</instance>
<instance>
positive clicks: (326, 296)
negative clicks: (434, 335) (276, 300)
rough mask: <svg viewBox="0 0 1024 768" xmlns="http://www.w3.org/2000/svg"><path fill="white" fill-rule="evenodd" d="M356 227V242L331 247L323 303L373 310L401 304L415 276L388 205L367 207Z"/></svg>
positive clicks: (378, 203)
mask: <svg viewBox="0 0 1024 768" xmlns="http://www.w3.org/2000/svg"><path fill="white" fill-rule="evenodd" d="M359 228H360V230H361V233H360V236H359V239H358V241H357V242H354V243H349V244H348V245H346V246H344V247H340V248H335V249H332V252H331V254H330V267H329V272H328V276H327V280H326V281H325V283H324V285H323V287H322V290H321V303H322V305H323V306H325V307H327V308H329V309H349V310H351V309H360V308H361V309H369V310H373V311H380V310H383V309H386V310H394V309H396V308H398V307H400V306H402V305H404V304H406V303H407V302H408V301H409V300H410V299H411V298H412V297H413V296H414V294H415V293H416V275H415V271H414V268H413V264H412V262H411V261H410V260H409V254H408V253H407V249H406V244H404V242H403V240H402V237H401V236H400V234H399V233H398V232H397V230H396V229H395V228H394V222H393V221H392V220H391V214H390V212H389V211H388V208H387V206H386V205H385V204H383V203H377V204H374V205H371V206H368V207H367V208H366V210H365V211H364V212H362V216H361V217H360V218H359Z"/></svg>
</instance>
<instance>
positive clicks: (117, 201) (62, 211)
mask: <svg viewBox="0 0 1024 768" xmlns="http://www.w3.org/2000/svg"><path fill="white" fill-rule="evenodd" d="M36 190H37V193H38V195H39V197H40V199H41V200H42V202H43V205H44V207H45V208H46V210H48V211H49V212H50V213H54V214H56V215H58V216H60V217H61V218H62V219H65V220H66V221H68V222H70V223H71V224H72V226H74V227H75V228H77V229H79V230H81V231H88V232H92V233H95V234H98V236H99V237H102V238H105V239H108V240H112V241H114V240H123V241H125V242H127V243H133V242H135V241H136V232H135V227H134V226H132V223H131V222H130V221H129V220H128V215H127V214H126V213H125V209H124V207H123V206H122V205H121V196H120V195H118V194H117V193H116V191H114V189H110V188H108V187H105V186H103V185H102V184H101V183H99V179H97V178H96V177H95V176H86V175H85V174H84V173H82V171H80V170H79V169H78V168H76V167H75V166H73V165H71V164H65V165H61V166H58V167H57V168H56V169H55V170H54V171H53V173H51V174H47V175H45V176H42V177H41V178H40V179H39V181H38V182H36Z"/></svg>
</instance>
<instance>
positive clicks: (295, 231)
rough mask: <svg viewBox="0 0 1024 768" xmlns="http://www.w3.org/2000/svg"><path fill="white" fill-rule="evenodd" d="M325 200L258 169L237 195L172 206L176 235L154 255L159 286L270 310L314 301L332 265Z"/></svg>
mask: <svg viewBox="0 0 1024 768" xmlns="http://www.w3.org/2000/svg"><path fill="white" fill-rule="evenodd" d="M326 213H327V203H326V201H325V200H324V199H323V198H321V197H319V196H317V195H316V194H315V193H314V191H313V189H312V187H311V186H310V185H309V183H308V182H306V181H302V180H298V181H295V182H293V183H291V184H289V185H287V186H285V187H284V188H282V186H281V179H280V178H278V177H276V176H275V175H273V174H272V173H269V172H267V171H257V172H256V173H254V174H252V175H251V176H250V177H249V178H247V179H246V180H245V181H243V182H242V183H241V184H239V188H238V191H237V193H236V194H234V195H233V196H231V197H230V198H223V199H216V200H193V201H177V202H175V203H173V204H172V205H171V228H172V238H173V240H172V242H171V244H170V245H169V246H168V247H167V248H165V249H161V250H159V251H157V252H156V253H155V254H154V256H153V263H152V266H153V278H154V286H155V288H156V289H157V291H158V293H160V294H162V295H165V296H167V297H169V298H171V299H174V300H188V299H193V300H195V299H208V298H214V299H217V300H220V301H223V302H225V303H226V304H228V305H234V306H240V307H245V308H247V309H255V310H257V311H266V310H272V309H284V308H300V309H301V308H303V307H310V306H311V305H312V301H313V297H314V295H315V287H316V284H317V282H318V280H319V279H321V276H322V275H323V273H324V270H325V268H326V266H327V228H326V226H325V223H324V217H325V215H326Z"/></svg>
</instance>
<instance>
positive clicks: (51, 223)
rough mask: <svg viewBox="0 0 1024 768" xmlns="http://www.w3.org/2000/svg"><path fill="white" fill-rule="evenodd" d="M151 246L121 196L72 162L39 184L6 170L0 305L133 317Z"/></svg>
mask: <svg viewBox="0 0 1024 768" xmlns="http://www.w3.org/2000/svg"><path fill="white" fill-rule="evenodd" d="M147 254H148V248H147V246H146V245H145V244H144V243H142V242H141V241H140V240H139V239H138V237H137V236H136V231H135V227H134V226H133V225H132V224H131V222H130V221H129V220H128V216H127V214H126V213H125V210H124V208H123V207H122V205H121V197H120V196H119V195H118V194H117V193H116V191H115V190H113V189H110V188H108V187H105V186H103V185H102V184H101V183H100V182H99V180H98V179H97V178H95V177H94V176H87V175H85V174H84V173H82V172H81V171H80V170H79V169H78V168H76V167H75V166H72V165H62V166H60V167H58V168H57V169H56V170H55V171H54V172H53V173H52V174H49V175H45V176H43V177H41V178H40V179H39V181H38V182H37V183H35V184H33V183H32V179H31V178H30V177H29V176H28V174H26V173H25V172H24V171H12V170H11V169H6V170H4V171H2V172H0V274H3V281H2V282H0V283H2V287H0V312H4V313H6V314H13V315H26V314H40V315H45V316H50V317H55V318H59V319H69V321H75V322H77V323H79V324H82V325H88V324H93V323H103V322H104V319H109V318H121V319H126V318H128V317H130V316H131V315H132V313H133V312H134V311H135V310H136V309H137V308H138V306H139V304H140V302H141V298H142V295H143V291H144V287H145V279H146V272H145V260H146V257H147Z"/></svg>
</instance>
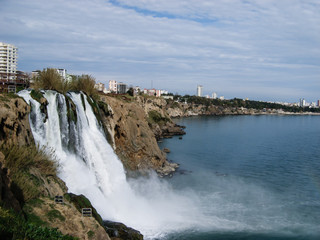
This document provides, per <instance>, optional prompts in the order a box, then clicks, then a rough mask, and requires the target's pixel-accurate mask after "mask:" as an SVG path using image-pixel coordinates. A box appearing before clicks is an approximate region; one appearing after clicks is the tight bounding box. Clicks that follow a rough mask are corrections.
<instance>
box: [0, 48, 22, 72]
mask: <svg viewBox="0 0 320 240" xmlns="http://www.w3.org/2000/svg"><path fill="white" fill-rule="evenodd" d="M17 55H18V48H16V47H15V46H14V45H12V44H6V43H3V42H0V73H6V74H7V76H8V78H11V76H12V78H14V77H13V76H15V74H16V71H17V58H18V57H17Z"/></svg>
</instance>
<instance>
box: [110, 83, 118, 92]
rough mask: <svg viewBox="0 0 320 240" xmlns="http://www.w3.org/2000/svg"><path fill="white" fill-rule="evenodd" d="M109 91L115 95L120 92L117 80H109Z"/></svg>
mask: <svg viewBox="0 0 320 240" xmlns="http://www.w3.org/2000/svg"><path fill="white" fill-rule="evenodd" d="M109 90H110V92H113V93H116V92H117V91H118V83H117V81H116V80H109Z"/></svg>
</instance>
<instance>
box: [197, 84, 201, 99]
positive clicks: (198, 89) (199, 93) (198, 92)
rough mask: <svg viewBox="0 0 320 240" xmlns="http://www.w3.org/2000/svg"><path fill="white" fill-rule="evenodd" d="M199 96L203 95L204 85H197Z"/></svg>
mask: <svg viewBox="0 0 320 240" xmlns="http://www.w3.org/2000/svg"><path fill="white" fill-rule="evenodd" d="M197 96H198V97H201V96H202V86H201V85H198V86H197Z"/></svg>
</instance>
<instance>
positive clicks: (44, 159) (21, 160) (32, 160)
mask: <svg viewBox="0 0 320 240" xmlns="http://www.w3.org/2000/svg"><path fill="white" fill-rule="evenodd" d="M0 151H1V152H2V153H3V154H4V155H5V167H7V168H8V169H10V178H11V179H12V184H11V188H12V190H13V191H14V192H15V193H16V194H17V195H21V194H22V199H19V200H20V201H22V202H26V201H29V200H31V199H33V198H37V197H39V196H40V195H41V193H40V190H39V185H40V184H41V180H40V179H39V178H38V177H36V176H34V175H33V174H31V173H30V169H31V168H35V169H37V170H39V172H40V173H41V174H43V175H45V176H56V174H57V162H56V160H55V158H54V155H53V153H52V152H48V151H46V150H45V149H44V148H40V147H38V146H35V145H31V146H15V145H11V146H5V145H2V146H1V147H0Z"/></svg>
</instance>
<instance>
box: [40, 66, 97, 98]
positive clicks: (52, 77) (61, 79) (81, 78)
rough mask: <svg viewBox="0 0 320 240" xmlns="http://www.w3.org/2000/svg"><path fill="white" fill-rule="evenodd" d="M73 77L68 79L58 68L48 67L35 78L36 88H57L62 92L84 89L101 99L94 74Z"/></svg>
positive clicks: (56, 90)
mask: <svg viewBox="0 0 320 240" xmlns="http://www.w3.org/2000/svg"><path fill="white" fill-rule="evenodd" d="M71 77H72V80H71V81H66V80H65V79H63V78H62V77H61V76H60V75H59V73H58V72H57V70H56V69H54V68H46V69H43V70H42V71H41V72H40V73H39V76H38V77H37V78H35V79H34V88H35V89H36V90H39V89H44V90H56V91H58V92H60V93H62V94H65V93H66V92H68V91H82V92H85V93H86V94H87V95H89V96H90V97H92V98H94V99H96V100H98V99H99V95H98V91H97V90H96V89H95V88H94V85H95V84H96V82H95V79H94V78H93V77H92V76H90V75H86V74H82V75H80V76H75V75H73V76H71Z"/></svg>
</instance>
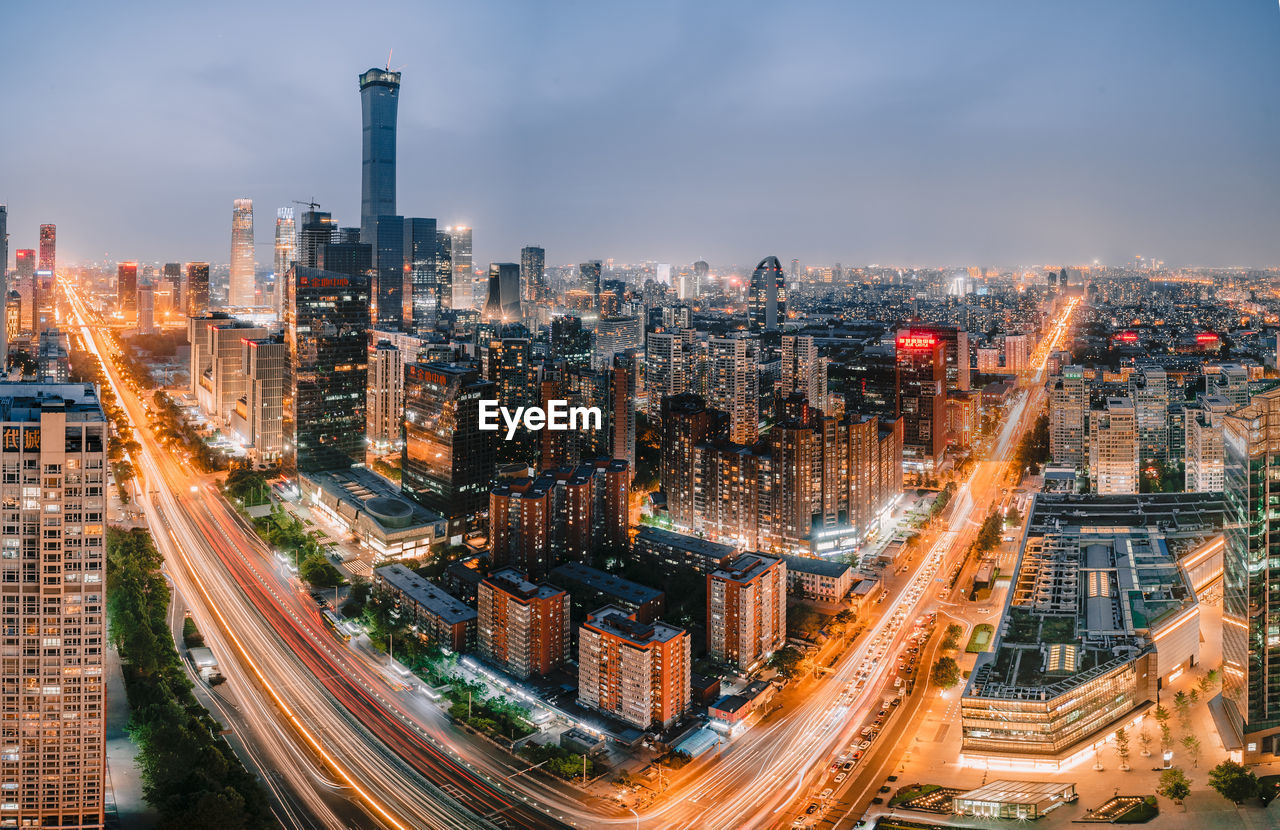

|---|

The task :: For this exercise, please copy exactly the lines of the material above from its first line through the line where "positive clicks: (295, 231)" appears.

Answer to the exercise ::
</instance>
<instance>
positive clicks: (326, 296)
negative clicks: (434, 335) (276, 300)
rough mask: <svg viewBox="0 0 1024 768" xmlns="http://www.w3.org/2000/svg"><path fill="white" fill-rule="evenodd" d="M356 227V242L331 247L323 303L373 310L401 304L415 276L388 205L367 207Z"/></svg>
positive clicks: (378, 203)
mask: <svg viewBox="0 0 1024 768" xmlns="http://www.w3.org/2000/svg"><path fill="white" fill-rule="evenodd" d="M359 228H360V230H361V233H360V236H359V239H358V241H357V242H354V243H349V244H348V245H346V246H344V247H340V248H335V249H332V252H331V254H330V267H329V272H328V276H327V280H326V281H325V283H324V285H323V287H322V290H321V303H322V305H323V306H325V307H327V308H329V309H349V310H351V309H360V308H361V309H369V310H373V311H380V310H383V309H386V310H394V309H396V308H398V307H400V306H402V305H404V304H406V303H407V302H408V301H409V300H410V299H411V298H412V297H413V296H414V294H415V293H416V275H415V271H414V268H413V264H412V262H411V261H410V260H409V254H408V253H407V249H406V244H404V242H403V240H402V237H401V236H400V234H399V233H398V232H397V230H396V229H395V228H394V222H393V221H392V220H391V214H390V212H389V211H388V208H387V206H386V205H385V204H383V203H377V204H374V205H371V206H368V207H367V208H366V210H365V211H364V212H362V216H361V217H360V218H359Z"/></svg>
</instance>
<instance>
positive clicks: (117, 201) (62, 211)
mask: <svg viewBox="0 0 1024 768" xmlns="http://www.w3.org/2000/svg"><path fill="white" fill-rule="evenodd" d="M36 190H37V193H38V195H39V197H40V199H41V200H42V202H43V205H44V207H45V208H46V210H48V211H49V212H50V213H54V214H56V215H58V216H60V217H61V218H62V219H65V220H66V221H68V222H70V223H71V224H72V226H74V227H75V228H77V229H79V230H81V231H88V232H92V233H95V234H98V236H99V237H102V238H105V239H108V240H112V241H114V240H123V241H125V242H127V243H133V242H135V241H136V232H135V227H134V226H132V223H131V222H130V221H129V220H128V215H127V214H126V213H125V209H124V207H123V206H122V205H121V196H120V195H118V194H117V193H116V191H114V189H110V188H108V187H105V186H103V185H102V184H101V183H99V179H97V178H96V177H95V176H86V175H85V174H84V173H82V171H80V170H79V169H78V168H76V167H75V166H73V165H71V164H65V165H61V166H58V167H57V168H56V169H55V170H54V171H53V173H51V174H47V175H45V176H42V177H41V178H40V179H39V181H38V182H36Z"/></svg>
</instance>
<instance>
positive clicks: (295, 231)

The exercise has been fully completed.